# Stored data
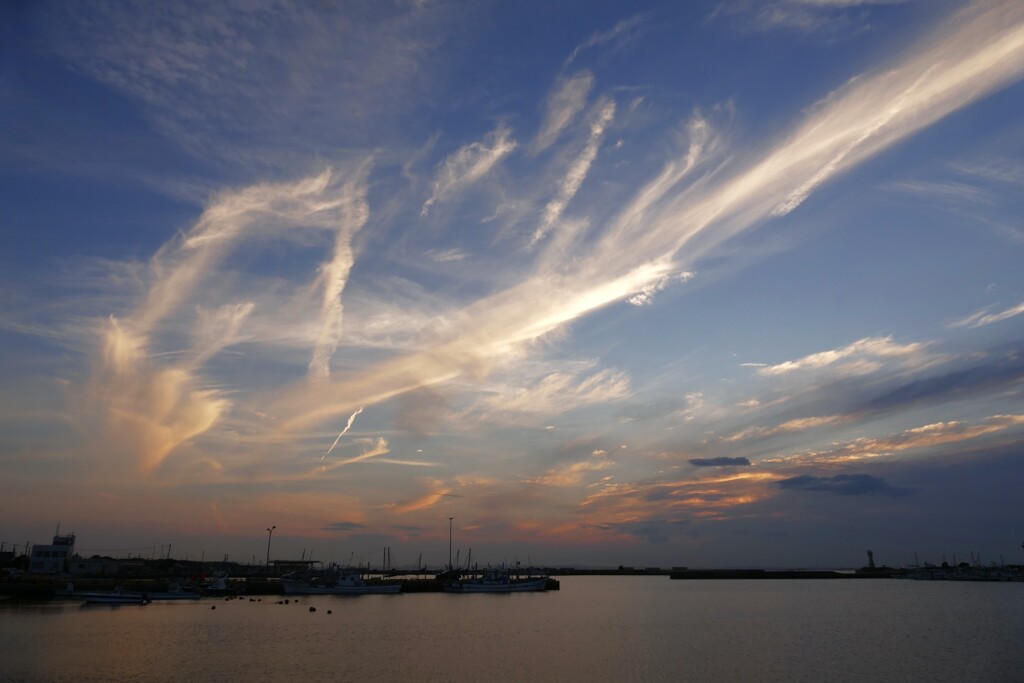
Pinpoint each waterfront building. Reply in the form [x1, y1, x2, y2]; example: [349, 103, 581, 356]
[29, 533, 75, 573]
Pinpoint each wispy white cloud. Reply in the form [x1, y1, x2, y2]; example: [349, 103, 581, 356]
[949, 301, 1024, 328]
[420, 125, 517, 216]
[758, 337, 926, 377]
[530, 72, 594, 154]
[309, 165, 370, 380]
[530, 100, 615, 246]
[275, 3, 1024, 438]
[565, 14, 647, 67]
[483, 370, 630, 416]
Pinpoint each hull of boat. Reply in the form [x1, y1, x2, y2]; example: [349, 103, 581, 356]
[281, 579, 401, 595]
[444, 577, 548, 593]
[75, 593, 146, 605]
[145, 591, 200, 600]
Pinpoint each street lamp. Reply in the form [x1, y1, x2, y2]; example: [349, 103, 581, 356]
[266, 524, 278, 567]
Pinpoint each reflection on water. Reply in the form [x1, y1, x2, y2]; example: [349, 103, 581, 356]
[0, 577, 1024, 683]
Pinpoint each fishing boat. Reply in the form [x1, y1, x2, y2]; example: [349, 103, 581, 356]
[200, 572, 246, 597]
[145, 583, 201, 600]
[443, 567, 549, 593]
[281, 570, 401, 595]
[53, 582, 150, 605]
[76, 591, 150, 605]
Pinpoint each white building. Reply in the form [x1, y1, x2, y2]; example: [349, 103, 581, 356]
[29, 533, 75, 573]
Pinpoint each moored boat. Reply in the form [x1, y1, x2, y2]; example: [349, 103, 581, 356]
[281, 570, 401, 595]
[444, 567, 549, 593]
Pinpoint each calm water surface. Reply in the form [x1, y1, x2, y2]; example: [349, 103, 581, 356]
[0, 577, 1024, 683]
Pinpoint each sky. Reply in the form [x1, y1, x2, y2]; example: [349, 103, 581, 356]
[0, 0, 1024, 567]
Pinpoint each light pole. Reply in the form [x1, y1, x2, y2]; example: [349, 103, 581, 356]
[266, 524, 278, 568]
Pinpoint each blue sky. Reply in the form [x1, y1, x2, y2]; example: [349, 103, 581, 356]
[0, 0, 1024, 566]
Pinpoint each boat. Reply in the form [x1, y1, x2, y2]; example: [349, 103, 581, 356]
[281, 570, 401, 595]
[144, 583, 201, 600]
[55, 583, 150, 605]
[76, 591, 150, 605]
[443, 567, 549, 593]
[200, 573, 246, 597]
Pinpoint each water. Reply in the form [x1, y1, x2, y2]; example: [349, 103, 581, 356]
[0, 577, 1024, 683]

# What you are asked to do
Convert the records above into a Markdown table with the columns "Row" and "Line", giving each line of the records its own numbered row and omitting blank lines. Leave the pictures out of the table.

# Task response
| Row | Line |
|---|---|
| 1 | Pinpoint each waterfront building. Reply in the form [x1, y1, x2, y2]; example: [349, 103, 581, 356] |
| 2 | [29, 533, 75, 573] |
| 3 | Pinpoint each wispy white cloud. Reply in the form [x1, y1, x2, y2]; example: [349, 103, 581, 356] |
| 4 | [949, 301, 1024, 328] |
| 5 | [420, 125, 517, 216] |
| 6 | [758, 337, 926, 377] |
| 7 | [530, 72, 594, 154] |
| 8 | [309, 165, 370, 380] |
| 9 | [530, 100, 615, 246] |
| 10 | [275, 3, 1024, 438] |
| 11 | [565, 14, 647, 67] |
| 12 | [483, 370, 630, 416] |
| 13 | Pinpoint each hull of boat. Reply in the form [x1, y1, x2, y2]; example: [349, 103, 581, 356] |
| 14 | [281, 579, 401, 595] |
| 15 | [444, 577, 548, 593] |
| 16 | [75, 593, 146, 605] |
| 17 | [145, 591, 200, 600] |
| 18 | Pinpoint each street lamp. Reply in the form [x1, y1, x2, y2]; example: [349, 103, 581, 356] |
| 19 | [266, 524, 278, 567] |
| 20 | Pinpoint each reflection on water. Reply in the form [x1, y1, x2, y2]; example: [349, 103, 581, 356] |
| 21 | [0, 577, 1024, 683] |
| 22 | Pinpoint each fishing boat. Reply in the form [x1, y1, x2, y2]; example: [349, 103, 581, 356] |
| 23 | [200, 572, 246, 597] |
| 24 | [145, 583, 201, 600] |
| 25 | [443, 567, 549, 593] |
| 26 | [281, 570, 401, 595] |
| 27 | [53, 582, 150, 605] |
| 28 | [76, 591, 150, 605] |
| 29 | Pinpoint each white building. Reply in the form [x1, y1, x2, y2]; example: [349, 103, 581, 356] |
| 30 | [29, 533, 75, 573] |
| 31 | Pinpoint each moored boat. Reply in the form [x1, y1, x2, y2]; example: [349, 103, 581, 356] |
| 32 | [281, 570, 401, 595] |
| 33 | [444, 567, 549, 593] |
| 34 | Pinpoint each calm water surface. Reply in the form [x1, y1, x2, y2]; example: [349, 103, 581, 356] |
| 35 | [0, 577, 1024, 683] |
| 36 | Pinpoint each sky. Reply in the form [x1, y1, x2, y2]; example: [349, 103, 581, 356] |
| 37 | [0, 0, 1024, 567] |
| 38 | Pinpoint each light pole. Reply in the form [x1, y1, x2, y2]; example: [349, 103, 581, 356] |
| 39 | [266, 524, 278, 568] |
| 40 | Pinpoint each blue sky. Reply in the form [x1, y1, x2, y2]; example: [349, 103, 581, 356] |
| 41 | [0, 0, 1024, 566] |
| 42 | Pinpoint each boat. Reply in the form [x1, y1, x2, y2]; example: [349, 103, 581, 356] |
| 43 | [281, 570, 401, 595] |
| 44 | [144, 583, 201, 600] |
| 45 | [55, 583, 150, 605] |
| 46 | [76, 591, 150, 605] |
| 47 | [443, 567, 549, 593] |
| 48 | [200, 573, 246, 597] |
| 49 | Pinpoint each water. Reply in the form [x1, y1, x2, y2]; example: [349, 103, 581, 356] |
| 50 | [0, 577, 1024, 683] |